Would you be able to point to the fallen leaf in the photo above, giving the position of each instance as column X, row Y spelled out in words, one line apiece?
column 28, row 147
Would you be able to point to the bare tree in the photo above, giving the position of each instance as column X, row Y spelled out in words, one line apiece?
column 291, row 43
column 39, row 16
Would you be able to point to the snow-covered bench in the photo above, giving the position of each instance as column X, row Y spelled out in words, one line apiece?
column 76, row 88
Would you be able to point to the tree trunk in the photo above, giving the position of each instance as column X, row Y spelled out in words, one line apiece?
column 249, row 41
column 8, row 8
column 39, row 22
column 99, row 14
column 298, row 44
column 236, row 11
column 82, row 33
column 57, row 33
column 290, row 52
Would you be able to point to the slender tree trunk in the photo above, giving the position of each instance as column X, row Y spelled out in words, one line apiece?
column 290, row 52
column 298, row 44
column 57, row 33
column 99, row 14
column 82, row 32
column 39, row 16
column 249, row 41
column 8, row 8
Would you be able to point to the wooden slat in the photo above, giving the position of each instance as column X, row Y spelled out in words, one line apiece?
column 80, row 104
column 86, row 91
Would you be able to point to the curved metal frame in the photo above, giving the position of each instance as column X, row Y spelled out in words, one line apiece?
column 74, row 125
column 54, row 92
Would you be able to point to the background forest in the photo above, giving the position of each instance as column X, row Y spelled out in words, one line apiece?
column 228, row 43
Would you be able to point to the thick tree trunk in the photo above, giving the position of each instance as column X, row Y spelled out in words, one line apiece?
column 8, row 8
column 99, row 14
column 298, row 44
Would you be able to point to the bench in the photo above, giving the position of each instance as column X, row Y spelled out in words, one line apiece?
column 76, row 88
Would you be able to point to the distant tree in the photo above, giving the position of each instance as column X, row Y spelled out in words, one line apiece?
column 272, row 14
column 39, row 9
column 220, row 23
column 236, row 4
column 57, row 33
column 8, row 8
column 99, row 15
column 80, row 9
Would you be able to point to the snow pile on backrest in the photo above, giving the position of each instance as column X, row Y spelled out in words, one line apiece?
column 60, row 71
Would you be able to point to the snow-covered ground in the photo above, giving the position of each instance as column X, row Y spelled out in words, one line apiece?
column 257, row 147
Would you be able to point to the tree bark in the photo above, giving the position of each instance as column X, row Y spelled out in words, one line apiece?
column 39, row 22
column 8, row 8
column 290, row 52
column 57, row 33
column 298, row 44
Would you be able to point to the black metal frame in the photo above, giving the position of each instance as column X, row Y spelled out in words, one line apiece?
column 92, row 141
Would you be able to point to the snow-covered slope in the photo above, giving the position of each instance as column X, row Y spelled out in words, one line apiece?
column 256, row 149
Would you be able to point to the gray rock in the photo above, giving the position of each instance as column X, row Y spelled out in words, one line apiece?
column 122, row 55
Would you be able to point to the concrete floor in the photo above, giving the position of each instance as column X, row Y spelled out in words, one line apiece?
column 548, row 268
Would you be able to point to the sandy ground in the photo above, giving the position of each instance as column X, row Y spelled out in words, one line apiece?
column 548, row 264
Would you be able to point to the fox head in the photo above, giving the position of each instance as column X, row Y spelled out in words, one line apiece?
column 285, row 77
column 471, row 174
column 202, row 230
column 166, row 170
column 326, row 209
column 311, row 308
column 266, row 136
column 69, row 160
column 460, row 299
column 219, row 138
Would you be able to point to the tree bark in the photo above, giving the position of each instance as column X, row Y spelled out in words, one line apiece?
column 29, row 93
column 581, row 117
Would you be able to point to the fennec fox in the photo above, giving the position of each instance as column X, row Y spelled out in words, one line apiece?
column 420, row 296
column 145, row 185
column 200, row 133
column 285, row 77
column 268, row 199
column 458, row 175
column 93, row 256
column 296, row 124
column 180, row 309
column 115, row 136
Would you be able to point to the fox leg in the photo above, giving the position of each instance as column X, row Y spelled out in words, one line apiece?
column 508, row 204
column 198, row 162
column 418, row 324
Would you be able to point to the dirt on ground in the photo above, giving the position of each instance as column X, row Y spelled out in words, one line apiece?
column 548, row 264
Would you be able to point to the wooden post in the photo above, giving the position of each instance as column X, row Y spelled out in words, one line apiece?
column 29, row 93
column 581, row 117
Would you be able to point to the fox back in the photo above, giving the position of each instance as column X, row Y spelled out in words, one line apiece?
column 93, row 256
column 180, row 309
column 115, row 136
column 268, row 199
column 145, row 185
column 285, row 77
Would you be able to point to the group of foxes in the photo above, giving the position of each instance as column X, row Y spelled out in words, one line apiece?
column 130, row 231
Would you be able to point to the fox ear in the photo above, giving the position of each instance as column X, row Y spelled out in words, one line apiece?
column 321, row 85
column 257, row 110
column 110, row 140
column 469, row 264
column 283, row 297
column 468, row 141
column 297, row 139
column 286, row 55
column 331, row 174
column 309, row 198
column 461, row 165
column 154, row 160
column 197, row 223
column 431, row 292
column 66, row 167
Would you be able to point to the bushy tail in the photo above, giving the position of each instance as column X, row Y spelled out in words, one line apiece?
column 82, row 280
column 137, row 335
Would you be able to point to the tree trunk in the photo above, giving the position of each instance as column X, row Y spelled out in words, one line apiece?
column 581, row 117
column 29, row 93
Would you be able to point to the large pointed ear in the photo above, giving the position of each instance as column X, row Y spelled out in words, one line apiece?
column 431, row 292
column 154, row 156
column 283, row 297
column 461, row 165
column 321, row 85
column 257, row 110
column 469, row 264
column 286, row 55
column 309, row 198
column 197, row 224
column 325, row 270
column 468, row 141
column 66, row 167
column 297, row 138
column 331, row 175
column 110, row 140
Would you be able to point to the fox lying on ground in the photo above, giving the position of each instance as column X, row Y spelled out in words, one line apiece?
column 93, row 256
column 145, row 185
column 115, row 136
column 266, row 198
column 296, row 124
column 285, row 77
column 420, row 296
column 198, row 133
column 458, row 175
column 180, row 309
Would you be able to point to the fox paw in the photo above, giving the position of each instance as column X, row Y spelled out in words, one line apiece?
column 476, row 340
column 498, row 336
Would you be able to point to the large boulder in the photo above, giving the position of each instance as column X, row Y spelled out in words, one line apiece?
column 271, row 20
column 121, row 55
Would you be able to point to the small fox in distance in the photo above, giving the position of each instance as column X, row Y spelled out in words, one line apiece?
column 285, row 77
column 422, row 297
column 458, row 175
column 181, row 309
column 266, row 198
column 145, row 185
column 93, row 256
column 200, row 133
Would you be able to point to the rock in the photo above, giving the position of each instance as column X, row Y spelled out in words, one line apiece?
+ + +
> [Direction]: Please recast every line of the records above as a numbered list, omitting any blank lines.

> [Full answer]:
1. Would you be able to point to the fallen leaf in the photo above, giving the position of each instance as column X, row Y spelled out in words, one line apiece?
2. column 28, row 147
3. Would you be able to point to the bare tree in the photo above, giving the position of each instance as column X, row Y spelled out in words, one line apiece?
4. column 291, row 43
5. column 39, row 16
6. Would you be able to point to the snow-covered bench in the photo above, giving the position of each instance as column X, row Y spelled out in words, one line apiece?
7. column 76, row 88
8. Would you be able to point to the tree trunk in the photo above, giving the position of each instance as column X, row Y spelled out in words, one line apiece?
9. column 249, row 41
10. column 8, row 8
11. column 39, row 22
12. column 99, row 14
13. column 298, row 44
14. column 236, row 11
15. column 82, row 33
16. column 57, row 33
17. column 290, row 52
18. Would you be able to point to the slender tree trunk in the photo above, giving the position of each instance as column X, row Y spelled out in words, one line apiece?
19. column 290, row 52
20. column 298, row 44
21. column 57, row 33
22. column 99, row 14
23. column 82, row 32
24. column 39, row 16
25. column 249, row 41
26. column 8, row 8
27. Would you be able to point to the wooden slat in the photo above, giving the position of each instance as column X, row Y spelled out in words, one line apiece?
28. column 80, row 104
29. column 86, row 91
30. Would you be able to point to the curved metal frame in the photo above, giving the position of each instance as column X, row Y spelled out in words, one line apiece?
31. column 74, row 125
32. column 54, row 92
33. Would you be able to point to the background forest in the photo above, giving the position of each instance as column X, row Y spelled out in words, one line apiece?
34. column 228, row 43
35. Would you be able to point to the thick tree trunk in the photo above, giving the position of each instance as column X, row Y spelled out in words, one line apiece?
36. column 8, row 8
37. column 99, row 14
38. column 298, row 44
39. Would you be able to point to the bench in the photo above, giving the position of each instance as column X, row Y spelled out in words, one line apiece?
40. column 76, row 88
41. Would you be able to point to the distant tree in the photo above, giving the position of each instance as column X, row Y spelled out in words, one line apiece?
42. column 272, row 14
43. column 39, row 9
44. column 220, row 23
45. column 236, row 4
46. column 57, row 33
47. column 8, row 8
48. column 99, row 15
49. column 80, row 9
50. Would you be able to point to the snow pile on backrest in the photo above, giving the position of each instance as column X, row Y spelled out in words, one line apiece?
51. column 60, row 71
52. Would you be able to point to the snow-covered ground in the photo above, giving the position of each instance as column X, row Y spelled out in words, one line apiece?
53. column 257, row 147
54. Would you be able to point to the tree bark in the photo above, giving the position of each instance as column X, row Y spelled out in words, one line apiece?
55. column 39, row 22
56. column 8, row 8
57. column 290, row 52
58. column 57, row 33
59. column 298, row 44
60. Would you be able to point to the black metal frame in the photo above, giving the position of each instance as column X, row Y spelled out in words, one line apiece?
61. column 92, row 141
62. Would you be able to point to the snow-covered slope in the photo above, giving the position of each instance as column X, row Y spelled out in words, one line apiece?
63. column 256, row 149
64. Would you be able to point to the gray rock in the photo above, giving the position of each instance as column X, row Y spelled out in words, one line apiece?
65. column 122, row 55
66. Would you be able to point to the concrete floor in the photo above, giving the position of each instance as column X, row Y spelled out in words, one line apiece?
67. column 548, row 268
68. Would you be able to point to the sandy ground in the photo above, giving the position of each instance as column X, row Y spelled out in words, one line apiece?
69. column 548, row 264
70. Would you be able to point to the fox head in the photo above, giving the position of each instance as column X, row Y spelled out in words, one line apiece?
71. column 285, row 77
72. column 471, row 174
73. column 202, row 230
74. column 166, row 170
75. column 326, row 209
76. column 311, row 308
77. column 266, row 136
78. column 69, row 160
79. column 460, row 299
80. column 219, row 138
81. Would you be able to point to the tree bark in the photo above, giving the position of each instance as column X, row Y spelled out in words, one line apiece?
82. column 29, row 93
83. column 581, row 117
84. Would you be able to point to the fennec fox in the photo above, giving the position of each instance as column X, row Y spelled out in words, one line apiece?
85. column 420, row 296
86. column 145, row 185
87. column 200, row 133
88. column 285, row 77
89. column 268, row 199
90. column 458, row 175
91. column 93, row 256
92. column 296, row 124
93. column 180, row 309
94. column 115, row 136
95. Would you be able to point to the fox leg in the photo above, giving the position of each instance as column X, row Y spelled out in words, one line apiece?
96. column 508, row 204
97. column 198, row 162
98. column 418, row 324
99. Would you be able to point to the dirt on ground in the photo above, giving the position of each instance as column X, row Y spelled out in words, one line apiece?
100. column 548, row 264
101. Would you be able to point to the wooden post in the photo above, giving the position of each instance as column X, row Y spelled out in words, one line apiece?
102. column 29, row 93
103. column 581, row 117
104. Would you be able to point to the fox back in the photo above, giving the position of each instance as column X, row Y spelled out in words, one line apiece?
105. column 93, row 256
106. column 180, row 309
107. column 115, row 136
108. column 268, row 199
109. column 145, row 185
110. column 285, row 77
111. Would you be able to point to the group of foxes in the photo above, giving the position of each instance as column X, row Y spelled out in words, one line apiece?
112. column 130, row 231
113. Would you be able to point to the fox ear in the photo above, giving the position of each instance as column X, row Y spelled out in words, one line apiece?
114. column 321, row 85
115. column 257, row 110
116. column 110, row 140
117. column 469, row 264
118. column 283, row 297
119. column 468, row 141
120. column 297, row 139
121. column 286, row 55
122. column 331, row 174
123. column 309, row 198
124. column 461, row 165
125. column 154, row 160
126. column 197, row 223
127. column 431, row 292
128. column 66, row 167
129. Would you be able to point to the bushy tail in the photo above, giving the position of each instance as column X, row Y spelled out in words, one line apiece?
130. column 82, row 280
131. column 137, row 335
132. Would you be able to point to the tree trunk in the photo above, giving the position of each instance as column X, row Y spelled out in words, one line apiece?
133. column 581, row 117
134. column 29, row 93
135. Would you be able to point to the large pointed ear in the photo above, giving the position of each instance as column X, row Y spelled out in words, one line apiece?
136. column 431, row 292
137. column 154, row 156
138. column 283, row 297
139. column 461, row 165
140. column 321, row 85
141. column 257, row 110
142. column 469, row 264
143. column 286, row 55
144. column 309, row 198
145. column 197, row 224
146. column 325, row 270
147. column 468, row 141
148. column 66, row 167
149. column 297, row 138
150. column 331, row 175
151. column 110, row 140
152. Would you be able to point to the fox lying on ground in the photo above, giving the position of each instance as column X, row Y spelled out in words, one line apiece?
153. column 93, row 256
154. column 145, row 185
155. column 115, row 136
156. column 266, row 198
157. column 296, row 124
158. column 285, row 77
159. column 420, row 296
160. column 198, row 133
161. column 458, row 175
162. column 180, row 309
163. Would you be able to point to the fox paw in the photo above, giving the position of each instance as column X, row Y spelled out in words, one line apiece?
164. column 476, row 340
165. column 498, row 336
166. Would you be able to point to the large boulder in the photo above, giving the position of each instance as column X, row Y spelled out in words, one line apiece?
167. column 271, row 20
168. column 121, row 55
169. Would you be able to point to the small fox in distance in the photo above, giving the position of each instance as column X, row Y spelled out in words, one line apiece?
170. column 285, row 77
171. column 422, row 297
172. column 458, row 175
173. column 181, row 309
174. column 266, row 198
175. column 145, row 185
176. column 93, row 256
177. column 200, row 133
178. Would you be able to point to the rock in the photo above, giving the position of each instance as column X, row Y spelled out in words, one line apiece?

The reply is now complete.